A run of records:
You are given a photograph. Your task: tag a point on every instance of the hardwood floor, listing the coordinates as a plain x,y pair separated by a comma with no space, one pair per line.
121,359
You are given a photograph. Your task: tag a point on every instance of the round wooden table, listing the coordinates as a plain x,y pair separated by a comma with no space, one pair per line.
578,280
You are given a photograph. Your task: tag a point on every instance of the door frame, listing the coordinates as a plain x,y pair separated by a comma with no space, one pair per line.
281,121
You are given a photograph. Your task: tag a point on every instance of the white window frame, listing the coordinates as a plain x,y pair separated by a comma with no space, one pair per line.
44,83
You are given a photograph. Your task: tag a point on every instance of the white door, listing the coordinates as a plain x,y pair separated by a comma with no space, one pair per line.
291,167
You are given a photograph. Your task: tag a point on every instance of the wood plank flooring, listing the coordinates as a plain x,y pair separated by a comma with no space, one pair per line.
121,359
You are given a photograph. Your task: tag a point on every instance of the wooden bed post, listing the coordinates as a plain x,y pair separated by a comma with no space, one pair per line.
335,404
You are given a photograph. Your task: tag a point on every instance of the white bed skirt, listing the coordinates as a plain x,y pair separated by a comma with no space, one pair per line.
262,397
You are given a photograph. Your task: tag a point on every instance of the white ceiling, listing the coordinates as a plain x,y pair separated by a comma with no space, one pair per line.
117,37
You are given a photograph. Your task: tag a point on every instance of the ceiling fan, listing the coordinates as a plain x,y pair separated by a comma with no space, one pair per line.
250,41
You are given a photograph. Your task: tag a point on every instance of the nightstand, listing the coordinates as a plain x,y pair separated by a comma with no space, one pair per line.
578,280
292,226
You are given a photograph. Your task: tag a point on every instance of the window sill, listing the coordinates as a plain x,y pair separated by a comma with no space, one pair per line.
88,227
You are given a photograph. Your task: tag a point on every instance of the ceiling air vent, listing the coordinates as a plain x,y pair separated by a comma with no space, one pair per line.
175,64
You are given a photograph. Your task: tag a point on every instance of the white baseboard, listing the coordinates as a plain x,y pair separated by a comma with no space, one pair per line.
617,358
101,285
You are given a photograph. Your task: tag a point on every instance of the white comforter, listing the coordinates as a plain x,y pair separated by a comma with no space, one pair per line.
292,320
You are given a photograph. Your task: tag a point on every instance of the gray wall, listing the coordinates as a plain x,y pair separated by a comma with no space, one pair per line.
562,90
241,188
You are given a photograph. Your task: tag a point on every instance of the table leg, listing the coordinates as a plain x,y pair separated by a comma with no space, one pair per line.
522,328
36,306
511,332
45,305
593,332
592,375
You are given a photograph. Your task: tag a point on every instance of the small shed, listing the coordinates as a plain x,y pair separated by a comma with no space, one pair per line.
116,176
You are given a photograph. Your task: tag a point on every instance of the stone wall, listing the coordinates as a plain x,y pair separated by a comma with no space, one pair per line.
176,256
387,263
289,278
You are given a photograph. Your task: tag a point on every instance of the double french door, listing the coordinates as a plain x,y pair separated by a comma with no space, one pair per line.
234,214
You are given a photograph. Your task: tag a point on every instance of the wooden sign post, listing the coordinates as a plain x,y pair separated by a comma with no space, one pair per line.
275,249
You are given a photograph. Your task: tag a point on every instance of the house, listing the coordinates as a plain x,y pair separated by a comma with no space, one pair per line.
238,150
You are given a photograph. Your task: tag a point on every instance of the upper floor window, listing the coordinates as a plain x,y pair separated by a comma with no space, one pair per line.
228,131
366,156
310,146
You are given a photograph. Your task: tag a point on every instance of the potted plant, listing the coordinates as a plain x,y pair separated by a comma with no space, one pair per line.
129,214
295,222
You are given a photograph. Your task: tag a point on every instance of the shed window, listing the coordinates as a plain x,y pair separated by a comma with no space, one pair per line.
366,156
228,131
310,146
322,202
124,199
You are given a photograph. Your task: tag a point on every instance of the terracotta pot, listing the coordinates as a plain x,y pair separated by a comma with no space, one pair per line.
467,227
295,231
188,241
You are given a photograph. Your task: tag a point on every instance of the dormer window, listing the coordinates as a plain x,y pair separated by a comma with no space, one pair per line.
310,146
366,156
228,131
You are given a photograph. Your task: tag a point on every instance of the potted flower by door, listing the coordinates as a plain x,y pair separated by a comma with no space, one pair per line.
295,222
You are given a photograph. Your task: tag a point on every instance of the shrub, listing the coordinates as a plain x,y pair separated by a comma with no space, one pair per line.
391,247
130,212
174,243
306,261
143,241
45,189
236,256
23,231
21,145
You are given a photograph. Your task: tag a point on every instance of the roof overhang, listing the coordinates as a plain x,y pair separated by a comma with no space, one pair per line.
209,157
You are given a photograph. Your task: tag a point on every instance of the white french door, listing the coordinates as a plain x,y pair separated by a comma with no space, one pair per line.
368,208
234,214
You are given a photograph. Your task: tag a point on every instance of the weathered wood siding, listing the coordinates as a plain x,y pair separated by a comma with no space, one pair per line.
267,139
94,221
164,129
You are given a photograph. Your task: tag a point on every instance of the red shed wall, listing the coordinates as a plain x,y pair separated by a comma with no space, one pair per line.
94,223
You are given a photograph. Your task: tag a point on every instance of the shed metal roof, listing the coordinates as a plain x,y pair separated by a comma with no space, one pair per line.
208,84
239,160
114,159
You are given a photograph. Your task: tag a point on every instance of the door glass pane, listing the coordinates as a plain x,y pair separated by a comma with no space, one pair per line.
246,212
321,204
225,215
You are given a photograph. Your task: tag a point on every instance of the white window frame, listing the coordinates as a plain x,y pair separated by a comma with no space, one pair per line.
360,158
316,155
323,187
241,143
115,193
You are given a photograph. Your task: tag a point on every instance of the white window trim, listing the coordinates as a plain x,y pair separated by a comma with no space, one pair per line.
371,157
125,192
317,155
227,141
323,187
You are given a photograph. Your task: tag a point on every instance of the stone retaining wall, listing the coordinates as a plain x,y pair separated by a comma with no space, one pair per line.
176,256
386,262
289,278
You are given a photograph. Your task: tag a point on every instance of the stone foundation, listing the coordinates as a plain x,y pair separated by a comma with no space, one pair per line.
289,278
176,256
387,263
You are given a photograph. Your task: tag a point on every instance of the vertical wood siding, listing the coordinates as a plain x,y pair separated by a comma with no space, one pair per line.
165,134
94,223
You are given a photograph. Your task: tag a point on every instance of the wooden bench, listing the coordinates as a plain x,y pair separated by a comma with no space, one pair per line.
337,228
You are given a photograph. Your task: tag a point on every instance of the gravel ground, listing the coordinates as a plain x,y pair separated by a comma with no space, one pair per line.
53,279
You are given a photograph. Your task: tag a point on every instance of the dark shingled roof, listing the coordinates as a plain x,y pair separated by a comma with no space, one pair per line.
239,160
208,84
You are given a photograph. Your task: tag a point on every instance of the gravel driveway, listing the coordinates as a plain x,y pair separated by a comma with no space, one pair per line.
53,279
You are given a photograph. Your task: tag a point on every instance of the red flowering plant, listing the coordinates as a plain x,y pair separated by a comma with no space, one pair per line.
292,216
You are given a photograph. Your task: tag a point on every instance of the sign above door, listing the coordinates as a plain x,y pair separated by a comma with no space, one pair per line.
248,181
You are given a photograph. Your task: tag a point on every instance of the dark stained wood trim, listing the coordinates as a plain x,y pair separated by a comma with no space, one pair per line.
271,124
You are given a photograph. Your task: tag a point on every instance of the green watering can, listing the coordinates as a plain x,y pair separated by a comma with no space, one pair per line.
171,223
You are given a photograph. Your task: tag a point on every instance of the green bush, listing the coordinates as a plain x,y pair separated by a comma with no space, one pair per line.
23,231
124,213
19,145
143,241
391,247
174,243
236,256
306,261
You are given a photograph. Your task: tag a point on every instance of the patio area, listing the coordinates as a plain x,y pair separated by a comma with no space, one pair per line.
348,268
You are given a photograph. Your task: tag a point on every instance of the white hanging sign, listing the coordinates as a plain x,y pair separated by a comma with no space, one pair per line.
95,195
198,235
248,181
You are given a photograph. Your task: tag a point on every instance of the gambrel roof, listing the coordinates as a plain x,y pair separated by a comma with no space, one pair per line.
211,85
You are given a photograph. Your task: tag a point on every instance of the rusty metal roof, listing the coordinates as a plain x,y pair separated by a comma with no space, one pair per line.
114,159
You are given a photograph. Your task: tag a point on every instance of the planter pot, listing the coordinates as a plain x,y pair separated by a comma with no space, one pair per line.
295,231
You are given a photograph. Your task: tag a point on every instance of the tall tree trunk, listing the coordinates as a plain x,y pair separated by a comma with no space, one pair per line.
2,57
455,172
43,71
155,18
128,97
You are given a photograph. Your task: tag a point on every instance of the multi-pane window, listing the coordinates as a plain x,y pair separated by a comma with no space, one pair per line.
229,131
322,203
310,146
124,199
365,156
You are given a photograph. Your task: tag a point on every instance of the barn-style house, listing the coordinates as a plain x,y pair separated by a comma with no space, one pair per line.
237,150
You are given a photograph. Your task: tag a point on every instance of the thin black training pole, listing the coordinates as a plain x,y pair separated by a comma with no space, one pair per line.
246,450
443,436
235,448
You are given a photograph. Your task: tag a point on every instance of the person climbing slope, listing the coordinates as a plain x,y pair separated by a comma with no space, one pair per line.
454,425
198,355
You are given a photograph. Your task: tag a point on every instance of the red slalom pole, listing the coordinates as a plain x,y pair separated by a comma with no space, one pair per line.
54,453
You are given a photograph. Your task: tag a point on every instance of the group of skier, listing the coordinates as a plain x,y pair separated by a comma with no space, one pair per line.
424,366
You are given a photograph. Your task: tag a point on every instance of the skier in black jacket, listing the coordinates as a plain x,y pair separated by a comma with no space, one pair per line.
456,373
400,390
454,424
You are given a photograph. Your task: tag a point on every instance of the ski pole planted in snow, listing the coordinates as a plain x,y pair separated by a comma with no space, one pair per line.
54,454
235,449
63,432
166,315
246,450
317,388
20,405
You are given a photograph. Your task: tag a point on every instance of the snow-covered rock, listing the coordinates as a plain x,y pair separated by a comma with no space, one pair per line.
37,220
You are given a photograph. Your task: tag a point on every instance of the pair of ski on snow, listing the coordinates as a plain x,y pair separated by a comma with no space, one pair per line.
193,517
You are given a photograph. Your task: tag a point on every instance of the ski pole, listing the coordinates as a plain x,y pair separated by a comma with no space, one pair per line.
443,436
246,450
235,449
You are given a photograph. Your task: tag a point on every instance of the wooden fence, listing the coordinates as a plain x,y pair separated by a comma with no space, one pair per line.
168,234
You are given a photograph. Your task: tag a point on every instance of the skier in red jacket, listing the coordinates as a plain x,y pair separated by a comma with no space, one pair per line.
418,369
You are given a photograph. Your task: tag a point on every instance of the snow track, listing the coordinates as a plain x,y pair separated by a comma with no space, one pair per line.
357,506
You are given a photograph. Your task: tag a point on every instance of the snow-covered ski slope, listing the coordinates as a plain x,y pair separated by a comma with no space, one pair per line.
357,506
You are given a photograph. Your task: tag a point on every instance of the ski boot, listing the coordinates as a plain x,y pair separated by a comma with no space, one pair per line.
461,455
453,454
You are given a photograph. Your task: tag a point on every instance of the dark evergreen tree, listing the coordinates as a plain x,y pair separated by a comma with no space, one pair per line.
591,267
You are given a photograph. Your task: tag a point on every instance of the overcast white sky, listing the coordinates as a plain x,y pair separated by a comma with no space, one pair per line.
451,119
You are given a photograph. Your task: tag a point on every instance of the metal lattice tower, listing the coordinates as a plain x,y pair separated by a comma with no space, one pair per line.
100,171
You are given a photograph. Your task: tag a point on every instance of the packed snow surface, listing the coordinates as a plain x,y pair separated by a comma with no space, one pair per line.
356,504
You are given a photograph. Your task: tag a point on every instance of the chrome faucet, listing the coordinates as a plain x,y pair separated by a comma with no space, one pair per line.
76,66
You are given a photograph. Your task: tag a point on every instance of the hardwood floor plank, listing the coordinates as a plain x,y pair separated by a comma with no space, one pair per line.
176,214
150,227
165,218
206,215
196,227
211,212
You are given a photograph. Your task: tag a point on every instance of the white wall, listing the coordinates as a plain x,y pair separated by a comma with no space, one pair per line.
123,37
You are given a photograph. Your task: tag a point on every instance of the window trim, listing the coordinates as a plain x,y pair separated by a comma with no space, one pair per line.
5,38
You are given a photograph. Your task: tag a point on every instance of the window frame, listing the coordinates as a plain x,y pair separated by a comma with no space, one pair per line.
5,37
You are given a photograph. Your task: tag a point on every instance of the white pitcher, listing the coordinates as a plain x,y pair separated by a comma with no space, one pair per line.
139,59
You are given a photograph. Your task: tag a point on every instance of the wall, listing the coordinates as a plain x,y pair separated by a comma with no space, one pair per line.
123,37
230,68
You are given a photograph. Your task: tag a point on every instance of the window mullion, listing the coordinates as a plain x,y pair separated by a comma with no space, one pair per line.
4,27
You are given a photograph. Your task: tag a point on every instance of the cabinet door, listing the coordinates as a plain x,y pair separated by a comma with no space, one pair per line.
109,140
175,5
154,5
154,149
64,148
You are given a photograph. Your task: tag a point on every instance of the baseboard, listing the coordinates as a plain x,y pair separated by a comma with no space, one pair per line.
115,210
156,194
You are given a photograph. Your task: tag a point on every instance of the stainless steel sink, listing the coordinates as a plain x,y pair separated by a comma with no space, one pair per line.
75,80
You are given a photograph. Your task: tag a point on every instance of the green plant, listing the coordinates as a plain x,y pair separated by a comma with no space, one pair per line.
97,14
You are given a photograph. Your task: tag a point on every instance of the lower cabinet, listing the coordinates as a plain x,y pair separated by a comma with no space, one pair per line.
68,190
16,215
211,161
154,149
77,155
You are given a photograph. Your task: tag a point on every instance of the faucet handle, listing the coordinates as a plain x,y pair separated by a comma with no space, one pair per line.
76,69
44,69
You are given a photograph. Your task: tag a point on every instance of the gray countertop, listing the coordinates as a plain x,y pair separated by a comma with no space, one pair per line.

Set problem: Return, word for word, every line from the line with "of the stainless" to the final line of the data.

Correct result:
You are given a photograph. Your task: tag a point on every instance of the stainless steel sink, listing the coordinates as a plain x,y pair separated by a comma with no space, one pair per line.
75,80
You are given a photograph. Your task: tag a point on every instance of the green plant, listing the coordinates as a plain x,y pair separated by a comma with no space, one pair per line.
97,14
You are given a photograph. Your task: tag a point on every instance of the lower cabinet, listing the coordinates as a plain x,y pair separated by a comma with no space, one pair per line.
68,190
16,215
211,161
154,149
77,155
You are given a photograph. Your task: tag a point on every instance of the faucet handle, listing the coordinates as a plain x,y pair separated by a comma with no space, one pair per line.
76,69
44,69
You are given a photograph. Your task: tag a point on every instance of the gray countertop, listing the coordinates as a plain x,y pair separated by a comma with no space, one pair per line.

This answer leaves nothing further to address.